** Task instructions **
Among the lines below, keep only those from the one containing "Phrase: fox head" through the one containing "Phrase: amber eye", and reproduce them exactly.

---------- Information shown ----------

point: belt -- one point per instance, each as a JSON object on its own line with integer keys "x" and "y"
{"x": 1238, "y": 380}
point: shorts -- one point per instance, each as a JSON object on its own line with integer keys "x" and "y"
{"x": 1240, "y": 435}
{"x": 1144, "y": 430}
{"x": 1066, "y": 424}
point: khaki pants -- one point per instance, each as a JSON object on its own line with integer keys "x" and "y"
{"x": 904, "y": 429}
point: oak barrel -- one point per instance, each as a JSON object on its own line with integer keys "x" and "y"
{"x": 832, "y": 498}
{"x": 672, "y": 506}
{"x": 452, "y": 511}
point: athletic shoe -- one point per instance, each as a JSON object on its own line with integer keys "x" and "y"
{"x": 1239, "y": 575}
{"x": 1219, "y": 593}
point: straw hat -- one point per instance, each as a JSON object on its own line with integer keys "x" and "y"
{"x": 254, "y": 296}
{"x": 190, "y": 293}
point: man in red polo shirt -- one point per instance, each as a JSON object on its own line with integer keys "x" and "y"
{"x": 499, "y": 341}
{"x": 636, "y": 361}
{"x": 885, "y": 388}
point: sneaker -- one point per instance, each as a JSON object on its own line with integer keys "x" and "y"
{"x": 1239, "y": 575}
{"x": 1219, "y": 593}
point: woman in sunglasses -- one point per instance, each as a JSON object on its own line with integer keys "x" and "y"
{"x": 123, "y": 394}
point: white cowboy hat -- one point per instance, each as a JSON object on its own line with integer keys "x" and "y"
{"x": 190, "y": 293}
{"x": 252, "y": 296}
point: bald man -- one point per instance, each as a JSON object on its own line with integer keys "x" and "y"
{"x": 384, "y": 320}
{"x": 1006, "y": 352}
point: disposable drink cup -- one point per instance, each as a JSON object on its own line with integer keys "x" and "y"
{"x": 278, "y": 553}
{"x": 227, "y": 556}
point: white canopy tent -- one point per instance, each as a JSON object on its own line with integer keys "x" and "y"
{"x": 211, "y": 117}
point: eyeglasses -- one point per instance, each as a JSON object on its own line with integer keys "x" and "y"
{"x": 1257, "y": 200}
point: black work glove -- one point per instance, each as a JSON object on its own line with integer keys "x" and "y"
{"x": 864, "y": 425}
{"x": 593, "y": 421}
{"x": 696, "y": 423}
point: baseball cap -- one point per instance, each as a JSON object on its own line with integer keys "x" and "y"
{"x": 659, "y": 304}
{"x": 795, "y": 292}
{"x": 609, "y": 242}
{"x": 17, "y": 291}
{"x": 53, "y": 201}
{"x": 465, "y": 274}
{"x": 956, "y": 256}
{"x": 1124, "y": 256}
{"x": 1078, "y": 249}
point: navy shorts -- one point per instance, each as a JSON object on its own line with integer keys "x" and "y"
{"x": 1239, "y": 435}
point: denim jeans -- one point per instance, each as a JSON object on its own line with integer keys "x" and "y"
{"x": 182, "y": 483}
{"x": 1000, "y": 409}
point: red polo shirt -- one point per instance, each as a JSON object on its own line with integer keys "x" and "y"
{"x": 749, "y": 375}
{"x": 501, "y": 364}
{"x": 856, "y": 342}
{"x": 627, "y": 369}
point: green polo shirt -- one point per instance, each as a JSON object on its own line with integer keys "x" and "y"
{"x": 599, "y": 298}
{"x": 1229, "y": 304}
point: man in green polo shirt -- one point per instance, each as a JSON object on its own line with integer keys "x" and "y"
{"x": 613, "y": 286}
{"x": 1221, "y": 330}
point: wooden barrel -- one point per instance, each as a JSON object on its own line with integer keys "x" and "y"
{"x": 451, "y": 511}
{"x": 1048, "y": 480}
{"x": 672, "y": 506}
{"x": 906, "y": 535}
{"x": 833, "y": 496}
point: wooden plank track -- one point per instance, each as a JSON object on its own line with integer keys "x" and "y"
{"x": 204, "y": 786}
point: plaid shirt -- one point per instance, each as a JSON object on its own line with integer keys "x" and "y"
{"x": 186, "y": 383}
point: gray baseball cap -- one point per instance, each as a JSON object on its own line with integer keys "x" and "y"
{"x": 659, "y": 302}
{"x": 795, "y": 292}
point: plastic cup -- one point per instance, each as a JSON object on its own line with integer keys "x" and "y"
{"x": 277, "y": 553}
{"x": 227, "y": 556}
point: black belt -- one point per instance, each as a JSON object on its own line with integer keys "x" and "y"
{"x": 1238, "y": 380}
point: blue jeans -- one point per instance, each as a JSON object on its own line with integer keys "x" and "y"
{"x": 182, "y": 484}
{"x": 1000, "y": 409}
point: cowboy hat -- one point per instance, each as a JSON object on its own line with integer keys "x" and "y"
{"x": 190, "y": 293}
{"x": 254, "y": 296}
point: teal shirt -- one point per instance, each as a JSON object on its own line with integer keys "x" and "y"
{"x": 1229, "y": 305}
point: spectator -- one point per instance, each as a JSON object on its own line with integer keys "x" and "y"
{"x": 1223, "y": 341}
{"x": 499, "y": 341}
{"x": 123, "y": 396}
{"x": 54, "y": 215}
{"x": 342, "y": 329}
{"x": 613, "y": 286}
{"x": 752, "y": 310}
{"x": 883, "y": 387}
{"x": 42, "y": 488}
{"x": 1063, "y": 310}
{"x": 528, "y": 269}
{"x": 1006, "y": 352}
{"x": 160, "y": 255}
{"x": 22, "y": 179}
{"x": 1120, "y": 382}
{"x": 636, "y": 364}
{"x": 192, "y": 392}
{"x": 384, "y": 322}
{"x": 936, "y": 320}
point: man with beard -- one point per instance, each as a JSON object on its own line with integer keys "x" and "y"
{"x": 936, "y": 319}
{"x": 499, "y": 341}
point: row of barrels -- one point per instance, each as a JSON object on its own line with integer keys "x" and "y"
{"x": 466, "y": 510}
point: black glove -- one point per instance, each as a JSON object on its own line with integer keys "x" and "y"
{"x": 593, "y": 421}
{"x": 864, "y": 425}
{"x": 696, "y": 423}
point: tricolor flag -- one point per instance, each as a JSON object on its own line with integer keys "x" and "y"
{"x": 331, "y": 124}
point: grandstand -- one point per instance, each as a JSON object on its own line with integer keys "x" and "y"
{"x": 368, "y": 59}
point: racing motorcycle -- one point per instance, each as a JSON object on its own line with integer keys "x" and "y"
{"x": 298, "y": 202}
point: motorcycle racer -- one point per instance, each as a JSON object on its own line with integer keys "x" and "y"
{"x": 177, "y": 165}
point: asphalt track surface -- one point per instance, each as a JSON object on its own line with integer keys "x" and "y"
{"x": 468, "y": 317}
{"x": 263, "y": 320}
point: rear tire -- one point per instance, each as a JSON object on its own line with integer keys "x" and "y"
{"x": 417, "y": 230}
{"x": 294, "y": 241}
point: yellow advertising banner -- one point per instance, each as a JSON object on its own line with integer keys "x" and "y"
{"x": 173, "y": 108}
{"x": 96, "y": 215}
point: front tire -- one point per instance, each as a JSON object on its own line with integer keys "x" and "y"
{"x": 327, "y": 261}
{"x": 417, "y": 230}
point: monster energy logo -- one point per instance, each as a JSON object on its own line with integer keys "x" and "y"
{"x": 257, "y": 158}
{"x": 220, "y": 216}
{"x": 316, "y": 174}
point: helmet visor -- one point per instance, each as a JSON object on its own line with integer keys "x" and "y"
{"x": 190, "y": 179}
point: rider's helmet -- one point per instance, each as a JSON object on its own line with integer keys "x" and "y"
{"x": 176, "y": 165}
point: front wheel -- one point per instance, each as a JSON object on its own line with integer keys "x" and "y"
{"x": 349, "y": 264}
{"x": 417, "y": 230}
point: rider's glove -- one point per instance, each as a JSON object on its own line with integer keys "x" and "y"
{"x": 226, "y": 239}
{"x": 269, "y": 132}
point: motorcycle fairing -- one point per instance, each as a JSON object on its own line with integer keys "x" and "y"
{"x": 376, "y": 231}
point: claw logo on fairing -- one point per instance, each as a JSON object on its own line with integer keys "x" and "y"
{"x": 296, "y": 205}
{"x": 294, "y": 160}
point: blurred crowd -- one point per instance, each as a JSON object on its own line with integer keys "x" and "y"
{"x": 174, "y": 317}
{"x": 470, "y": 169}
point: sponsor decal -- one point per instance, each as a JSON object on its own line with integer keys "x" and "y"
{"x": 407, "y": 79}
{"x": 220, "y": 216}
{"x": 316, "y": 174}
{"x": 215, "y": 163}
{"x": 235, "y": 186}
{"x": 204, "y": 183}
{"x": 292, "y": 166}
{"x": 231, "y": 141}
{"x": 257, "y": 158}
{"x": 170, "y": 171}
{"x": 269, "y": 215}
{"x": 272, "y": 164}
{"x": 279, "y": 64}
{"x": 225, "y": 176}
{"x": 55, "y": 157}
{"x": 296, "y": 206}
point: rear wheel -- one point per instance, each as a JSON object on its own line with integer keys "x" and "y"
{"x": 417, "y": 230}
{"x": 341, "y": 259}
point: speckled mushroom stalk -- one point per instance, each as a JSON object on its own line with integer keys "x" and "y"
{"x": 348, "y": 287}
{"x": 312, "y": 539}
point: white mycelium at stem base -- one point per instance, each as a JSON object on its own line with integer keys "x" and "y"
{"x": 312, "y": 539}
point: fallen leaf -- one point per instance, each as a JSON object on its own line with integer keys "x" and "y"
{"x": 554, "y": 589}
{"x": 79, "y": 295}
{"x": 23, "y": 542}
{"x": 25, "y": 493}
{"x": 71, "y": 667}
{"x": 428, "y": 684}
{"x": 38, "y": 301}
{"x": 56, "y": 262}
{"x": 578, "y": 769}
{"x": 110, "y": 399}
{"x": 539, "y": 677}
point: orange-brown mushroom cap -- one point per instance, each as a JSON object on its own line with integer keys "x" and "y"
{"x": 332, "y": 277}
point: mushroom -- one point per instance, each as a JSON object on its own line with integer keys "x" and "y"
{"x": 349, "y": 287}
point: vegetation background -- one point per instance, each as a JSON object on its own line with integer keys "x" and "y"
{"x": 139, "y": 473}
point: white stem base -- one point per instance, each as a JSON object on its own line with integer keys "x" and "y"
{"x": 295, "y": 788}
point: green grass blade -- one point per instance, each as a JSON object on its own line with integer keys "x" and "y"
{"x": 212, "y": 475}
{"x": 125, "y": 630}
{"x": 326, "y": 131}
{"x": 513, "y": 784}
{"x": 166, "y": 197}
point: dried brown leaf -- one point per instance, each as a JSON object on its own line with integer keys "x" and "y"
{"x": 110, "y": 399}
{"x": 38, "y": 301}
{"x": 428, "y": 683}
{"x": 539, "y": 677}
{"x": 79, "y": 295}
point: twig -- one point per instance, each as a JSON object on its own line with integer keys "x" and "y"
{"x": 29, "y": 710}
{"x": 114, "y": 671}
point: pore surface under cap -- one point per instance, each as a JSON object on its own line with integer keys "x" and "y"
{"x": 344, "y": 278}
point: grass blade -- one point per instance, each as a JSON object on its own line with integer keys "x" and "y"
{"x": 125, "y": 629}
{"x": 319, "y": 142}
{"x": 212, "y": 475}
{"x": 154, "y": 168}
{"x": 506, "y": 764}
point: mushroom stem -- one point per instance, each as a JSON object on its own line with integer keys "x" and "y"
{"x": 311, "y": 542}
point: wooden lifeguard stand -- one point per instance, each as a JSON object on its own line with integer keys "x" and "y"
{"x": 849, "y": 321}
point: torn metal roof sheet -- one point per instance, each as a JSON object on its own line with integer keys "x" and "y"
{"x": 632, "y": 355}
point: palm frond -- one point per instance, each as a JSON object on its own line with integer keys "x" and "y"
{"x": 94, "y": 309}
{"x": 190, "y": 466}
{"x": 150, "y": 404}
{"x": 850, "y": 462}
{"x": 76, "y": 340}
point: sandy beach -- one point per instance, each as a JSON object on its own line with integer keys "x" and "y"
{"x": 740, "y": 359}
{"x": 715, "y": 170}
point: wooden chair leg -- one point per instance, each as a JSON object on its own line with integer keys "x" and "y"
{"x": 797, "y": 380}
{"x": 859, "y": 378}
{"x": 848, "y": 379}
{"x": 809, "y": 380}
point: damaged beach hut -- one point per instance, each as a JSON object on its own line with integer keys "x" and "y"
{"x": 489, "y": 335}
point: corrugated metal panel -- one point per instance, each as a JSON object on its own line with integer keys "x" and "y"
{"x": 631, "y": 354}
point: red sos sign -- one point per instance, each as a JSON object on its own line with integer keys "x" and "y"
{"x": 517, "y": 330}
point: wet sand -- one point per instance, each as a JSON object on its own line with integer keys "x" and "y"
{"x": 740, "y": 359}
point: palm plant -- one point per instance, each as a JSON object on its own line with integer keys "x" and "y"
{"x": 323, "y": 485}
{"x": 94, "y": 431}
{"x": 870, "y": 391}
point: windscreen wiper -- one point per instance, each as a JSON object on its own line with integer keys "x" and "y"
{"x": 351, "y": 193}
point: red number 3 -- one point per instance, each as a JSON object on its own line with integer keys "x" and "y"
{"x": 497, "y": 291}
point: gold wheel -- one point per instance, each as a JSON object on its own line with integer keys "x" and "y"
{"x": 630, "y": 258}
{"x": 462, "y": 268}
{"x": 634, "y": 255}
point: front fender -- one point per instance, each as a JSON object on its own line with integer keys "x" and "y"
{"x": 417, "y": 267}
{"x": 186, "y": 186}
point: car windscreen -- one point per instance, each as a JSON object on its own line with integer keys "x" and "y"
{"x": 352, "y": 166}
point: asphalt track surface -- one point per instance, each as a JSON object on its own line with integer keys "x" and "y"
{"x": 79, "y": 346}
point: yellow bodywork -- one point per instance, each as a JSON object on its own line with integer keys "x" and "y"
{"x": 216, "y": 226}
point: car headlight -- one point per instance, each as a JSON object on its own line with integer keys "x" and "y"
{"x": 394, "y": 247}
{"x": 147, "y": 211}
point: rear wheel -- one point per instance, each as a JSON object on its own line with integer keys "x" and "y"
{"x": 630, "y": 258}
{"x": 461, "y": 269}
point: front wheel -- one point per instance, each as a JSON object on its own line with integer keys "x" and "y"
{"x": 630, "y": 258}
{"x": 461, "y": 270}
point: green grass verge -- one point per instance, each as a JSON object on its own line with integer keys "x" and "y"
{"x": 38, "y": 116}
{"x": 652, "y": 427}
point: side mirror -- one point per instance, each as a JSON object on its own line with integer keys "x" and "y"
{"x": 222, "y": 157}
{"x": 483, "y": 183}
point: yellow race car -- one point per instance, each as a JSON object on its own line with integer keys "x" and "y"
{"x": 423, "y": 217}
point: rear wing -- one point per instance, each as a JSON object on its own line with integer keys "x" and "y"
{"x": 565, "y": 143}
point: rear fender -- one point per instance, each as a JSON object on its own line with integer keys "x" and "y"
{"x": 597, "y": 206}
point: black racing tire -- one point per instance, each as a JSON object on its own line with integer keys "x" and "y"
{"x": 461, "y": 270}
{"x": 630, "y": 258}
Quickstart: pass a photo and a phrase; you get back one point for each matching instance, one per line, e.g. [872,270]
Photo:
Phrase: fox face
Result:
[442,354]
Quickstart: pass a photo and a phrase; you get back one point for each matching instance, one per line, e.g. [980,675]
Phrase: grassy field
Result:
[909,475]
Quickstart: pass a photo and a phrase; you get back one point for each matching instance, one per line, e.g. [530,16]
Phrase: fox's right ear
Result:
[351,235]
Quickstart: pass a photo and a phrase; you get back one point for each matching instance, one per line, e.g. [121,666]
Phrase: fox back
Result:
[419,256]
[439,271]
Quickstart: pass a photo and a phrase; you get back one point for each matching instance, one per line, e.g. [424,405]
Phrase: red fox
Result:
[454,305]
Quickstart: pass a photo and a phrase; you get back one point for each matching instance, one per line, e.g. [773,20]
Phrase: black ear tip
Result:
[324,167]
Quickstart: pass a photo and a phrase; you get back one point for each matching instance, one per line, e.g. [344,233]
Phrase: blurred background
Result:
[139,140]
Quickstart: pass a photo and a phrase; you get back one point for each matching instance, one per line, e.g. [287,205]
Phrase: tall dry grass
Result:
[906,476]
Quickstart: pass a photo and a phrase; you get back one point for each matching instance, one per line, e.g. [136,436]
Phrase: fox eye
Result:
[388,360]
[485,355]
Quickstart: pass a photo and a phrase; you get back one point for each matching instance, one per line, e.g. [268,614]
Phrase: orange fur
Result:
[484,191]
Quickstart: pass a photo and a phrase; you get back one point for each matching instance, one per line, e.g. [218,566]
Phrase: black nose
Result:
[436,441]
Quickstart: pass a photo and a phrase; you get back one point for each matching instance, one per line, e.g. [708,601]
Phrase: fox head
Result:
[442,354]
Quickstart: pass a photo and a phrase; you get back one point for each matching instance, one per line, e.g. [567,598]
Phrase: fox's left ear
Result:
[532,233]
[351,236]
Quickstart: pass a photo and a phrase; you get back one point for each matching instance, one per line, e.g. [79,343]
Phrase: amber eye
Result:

----------

** Answer below **
Phrase: fox head
Result:
[442,354]
Quickstart: pass a photo and a phrase; you get back one point for each matching instance, one per line, e.g. [567,598]
Phrase: fox's left ear
Result:
[532,233]
[351,236]
Quickstart: pass a photo and a phrase; you get back one point for each matching instance, one per line, e.g. [79,343]
Phrase: amber eye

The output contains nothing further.